### Written task
Add 34 to every bounding-box coordinate in the items, then write out again the part that opens with the line containing "If it's not too much trouble, could you box the road" and closes with the line containing "[589,327,760,675]", both lines included and nothing more.

### Information provided
* BEGIN *
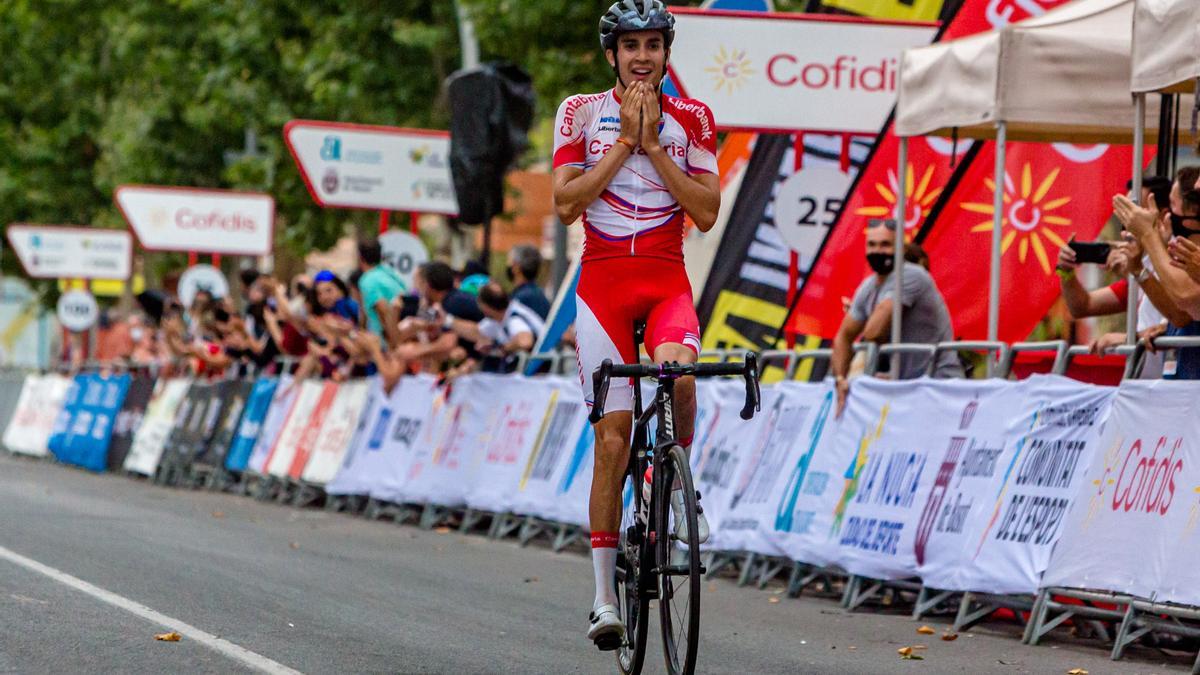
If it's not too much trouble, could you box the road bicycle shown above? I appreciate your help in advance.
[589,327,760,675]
* END *
* BEGIN *
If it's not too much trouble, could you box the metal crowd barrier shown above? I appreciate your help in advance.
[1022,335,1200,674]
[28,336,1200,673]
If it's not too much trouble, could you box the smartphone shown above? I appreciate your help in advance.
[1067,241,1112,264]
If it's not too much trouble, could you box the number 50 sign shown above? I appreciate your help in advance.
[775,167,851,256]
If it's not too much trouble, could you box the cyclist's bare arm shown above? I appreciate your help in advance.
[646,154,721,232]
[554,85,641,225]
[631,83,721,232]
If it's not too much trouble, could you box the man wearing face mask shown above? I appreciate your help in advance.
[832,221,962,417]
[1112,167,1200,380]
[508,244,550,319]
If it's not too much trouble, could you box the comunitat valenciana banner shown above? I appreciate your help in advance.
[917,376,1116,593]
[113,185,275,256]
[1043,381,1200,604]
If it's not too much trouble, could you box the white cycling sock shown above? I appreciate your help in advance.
* END *
### Answer
If it's not too much trouble, could you box the road bicycle shown above? I appreciate your help in advance.
[623,361,794,709]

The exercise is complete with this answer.